» **PROBLEM REQUIREMENTS**
Keep the images out while you retype all of the data exactly.
⟨
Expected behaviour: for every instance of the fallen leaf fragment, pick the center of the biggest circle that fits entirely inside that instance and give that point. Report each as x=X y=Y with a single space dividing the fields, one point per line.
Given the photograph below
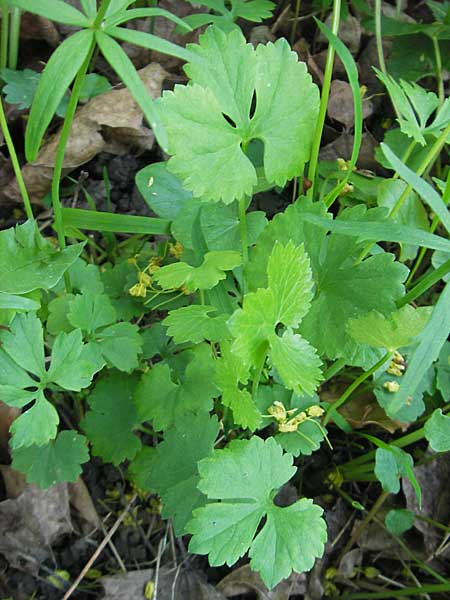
x=172 y=585
x=111 y=122
x=31 y=523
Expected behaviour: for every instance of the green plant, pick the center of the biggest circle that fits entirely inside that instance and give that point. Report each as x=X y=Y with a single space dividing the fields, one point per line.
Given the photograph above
x=261 y=316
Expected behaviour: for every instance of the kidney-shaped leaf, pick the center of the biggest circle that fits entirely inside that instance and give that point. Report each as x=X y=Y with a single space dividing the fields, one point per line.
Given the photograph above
x=210 y=123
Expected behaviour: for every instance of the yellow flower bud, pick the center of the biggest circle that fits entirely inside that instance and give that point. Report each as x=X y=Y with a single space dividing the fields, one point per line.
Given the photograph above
x=278 y=411
x=138 y=290
x=391 y=386
x=145 y=279
x=315 y=411
x=176 y=250
x=342 y=164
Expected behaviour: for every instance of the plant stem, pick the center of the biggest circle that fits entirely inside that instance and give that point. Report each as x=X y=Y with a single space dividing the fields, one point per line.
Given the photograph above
x=370 y=515
x=352 y=387
x=406 y=155
x=425 y=284
x=257 y=377
x=425 y=165
x=439 y=78
x=5 y=33
x=434 y=224
x=328 y=74
x=244 y=240
x=15 y=162
x=65 y=133
x=14 y=31
x=64 y=137
x=379 y=38
x=333 y=369
x=295 y=21
x=416 y=591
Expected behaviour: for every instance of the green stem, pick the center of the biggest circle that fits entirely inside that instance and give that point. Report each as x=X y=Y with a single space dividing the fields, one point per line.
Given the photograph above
x=257 y=376
x=434 y=523
x=439 y=78
x=406 y=155
x=295 y=21
x=352 y=387
x=425 y=165
x=64 y=137
x=244 y=240
x=14 y=31
x=101 y=13
x=333 y=369
x=65 y=133
x=5 y=34
x=370 y=515
x=416 y=591
x=15 y=162
x=425 y=284
x=379 y=38
x=328 y=74
x=434 y=224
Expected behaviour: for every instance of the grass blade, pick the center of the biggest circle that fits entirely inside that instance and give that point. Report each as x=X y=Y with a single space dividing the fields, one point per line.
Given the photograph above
x=104 y=221
x=59 y=73
x=55 y=9
x=423 y=188
x=386 y=231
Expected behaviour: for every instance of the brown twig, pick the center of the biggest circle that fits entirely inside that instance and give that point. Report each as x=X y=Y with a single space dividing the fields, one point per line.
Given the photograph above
x=99 y=550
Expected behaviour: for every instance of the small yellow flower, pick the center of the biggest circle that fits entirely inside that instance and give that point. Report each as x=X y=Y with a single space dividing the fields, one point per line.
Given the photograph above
x=315 y=411
x=176 y=250
x=342 y=164
x=138 y=290
x=348 y=187
x=394 y=369
x=278 y=411
x=391 y=386
x=154 y=264
x=145 y=279
x=149 y=590
x=292 y=424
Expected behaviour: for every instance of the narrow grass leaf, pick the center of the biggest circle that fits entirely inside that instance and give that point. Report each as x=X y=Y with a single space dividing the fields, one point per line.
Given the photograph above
x=59 y=73
x=103 y=221
x=55 y=9
x=424 y=189
x=382 y=231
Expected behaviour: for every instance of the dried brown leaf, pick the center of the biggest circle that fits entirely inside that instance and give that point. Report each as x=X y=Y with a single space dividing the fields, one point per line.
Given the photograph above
x=173 y=584
x=340 y=104
x=31 y=523
x=81 y=500
x=111 y=122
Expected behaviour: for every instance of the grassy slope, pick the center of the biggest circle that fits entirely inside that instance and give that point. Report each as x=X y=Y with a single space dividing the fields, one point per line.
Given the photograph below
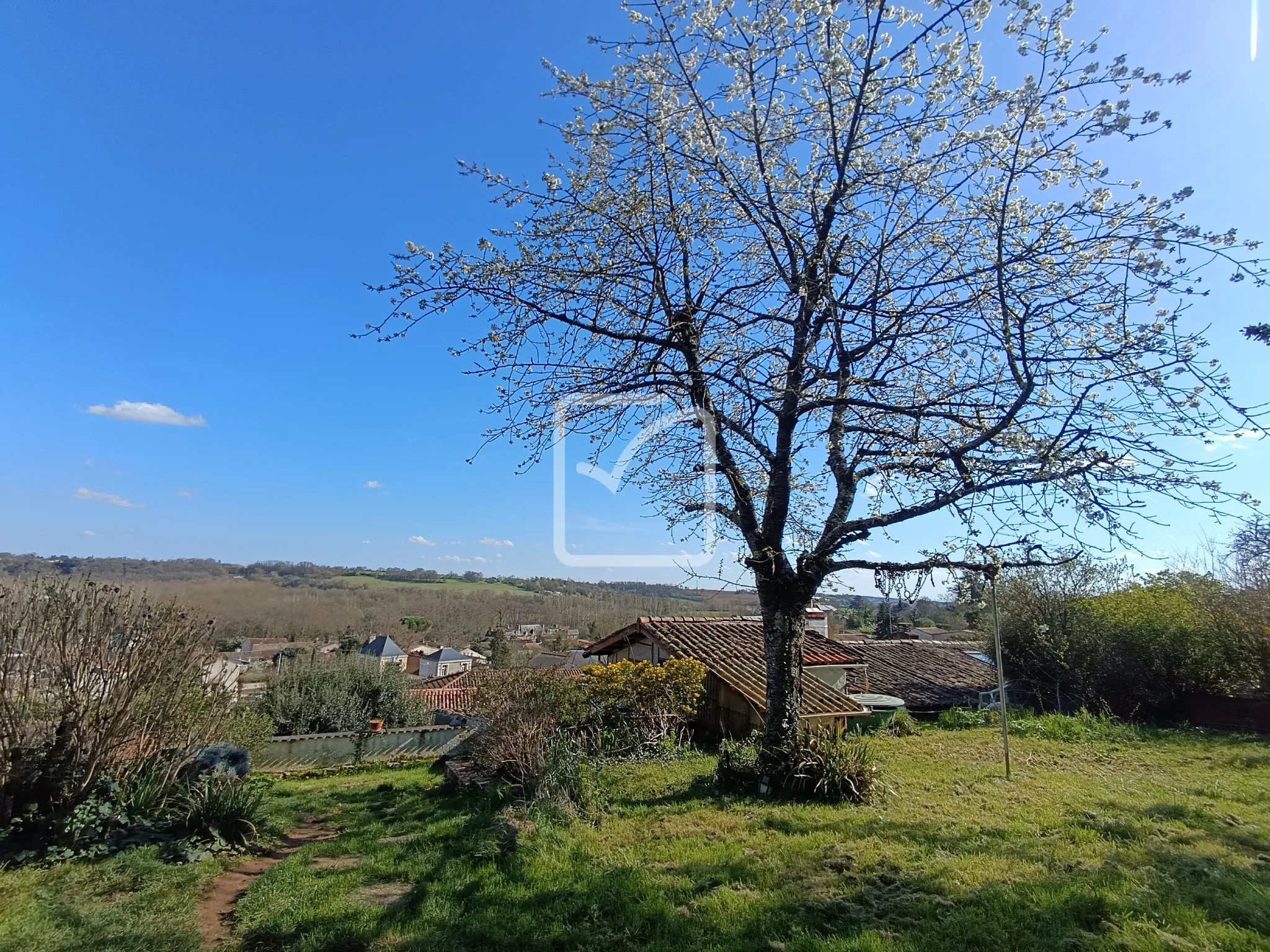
x=455 y=584
x=1093 y=847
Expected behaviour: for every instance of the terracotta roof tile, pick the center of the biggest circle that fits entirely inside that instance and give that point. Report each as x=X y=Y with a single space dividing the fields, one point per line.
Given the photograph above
⟩
» **SOLUTION FOR THIS EXERCISE**
Expected behaviour: for every instance of the fallen leaf fragment, pick the center of the biggest circle that fits entirely inside that instance and give that point. Report each as x=X y=Y with a single space dividing the fields, one point per line.
Given the photograph below
x=172 y=585
x=111 y=122
x=31 y=523
Expected behaviour: for every instance of the green plant, pick the center of the biggest circle that fits entirely inside that instance and give that point. Report each as x=X y=Y with a single space dividing the fields, one point per line.
Given the photograph above
x=261 y=316
Expected behaviour: for every instance of the kidney-shaped leaf, pick the center of the biggest circle that fits entirely inside that instance and give that point. Report each as x=X y=Y with a single space dividing the fields, one point per line.
Given the photograph above
x=210 y=123
Expected behaviour: for every instance of the yellow flower bud, pick the center of the biggest circle that fits entirely inside that instance and give that point. Report each as x=X y=Y with a single space dividing the fields, one point per line.
Given the photograph above
x=278 y=411
x=138 y=290
x=391 y=386
x=145 y=279
x=315 y=411
x=176 y=250
x=342 y=164
Expected behaviour: for every instance of the plant stem, pick the center of the biggest circle that fits entirely inside that instance and give that point. Report each as x=X y=Y with a single space dividing the fields, one point per line.
Given the photograph above
x=370 y=515
x=352 y=387
x=406 y=155
x=425 y=284
x=257 y=377
x=425 y=165
x=439 y=78
x=5 y=33
x=434 y=224
x=328 y=74
x=244 y=240
x=15 y=162
x=65 y=133
x=14 y=31
x=64 y=137
x=379 y=38
x=333 y=369
x=295 y=21
x=416 y=591
Expected behaviour: for every instance of the green stem, pick the center of the biggest circle that fits entirely inside that instance and give that point. Report each as x=X y=Y with a single space dividing the fields, one point per line.
Given the photograph above
x=257 y=376
x=434 y=523
x=439 y=78
x=406 y=155
x=295 y=21
x=352 y=387
x=425 y=165
x=64 y=137
x=244 y=240
x=14 y=31
x=101 y=13
x=333 y=369
x=65 y=133
x=5 y=34
x=370 y=515
x=416 y=591
x=15 y=162
x=425 y=284
x=379 y=38
x=328 y=74
x=434 y=224
Expected behaviour: for every instance of the grass blade, pick the center of the biggest circle that fits entirely inside that instance and give that point. Report each as x=X y=Y with a single space dividing the fields, one point per line.
Given the photograph above
x=104 y=221
x=59 y=73
x=55 y=9
x=423 y=188
x=386 y=231
Expected behaviour: for every instance of the brown twig, pick the center of the biggest circle that fits entirely inside that instance and give that point. Report each as x=X y=Y with a single space dividing the fields, one point per line.
Given the photograph above
x=99 y=550
Expected behaviour: for every instance of the small yellow flower, pick the center of the biggest circle that fits entirely inside that instance and give that point. Report each as x=X y=Y with a single space dividing the fields, one point per line.
Given the photograph above
x=315 y=411
x=176 y=250
x=342 y=164
x=138 y=290
x=348 y=187
x=394 y=369
x=278 y=411
x=391 y=386
x=154 y=264
x=145 y=279
x=149 y=590
x=292 y=424
Expected behaviour: for every instance of the narrow grass leaf, pick the center of the biggest circle that fits entirely inside that instance and give that point. Report each as x=X y=Y with a single space dividing the fields, one point per line.
Given the photograph above
x=59 y=73
x=103 y=221
x=55 y=9
x=424 y=189
x=382 y=231
Expected behaviour: for every instance of the dried brown leaf, pick the center of the biggest circle that fits entirely inside that instance and give that point. Report each as x=X y=Y with a single space dividing the fields, one point per line.
Given the photograph above
x=173 y=584
x=340 y=104
x=31 y=523
x=81 y=500
x=111 y=122
Expected behaviour: for every instance of the grassy slope, pick the center of the biggest circle that fits entirely inside that instance and give that point. Report each as x=X y=Y with a single space dividing the fields, one point per line.
Given the photograph below
x=455 y=584
x=1093 y=847
Expected behaviour: for every instance of the terracotta roof tile, pick the center of the biggest circle that fits entirely inside that instance and give that point. Report each as x=X y=Y with a single space dividing the fields, one point per line.
Given the photograph above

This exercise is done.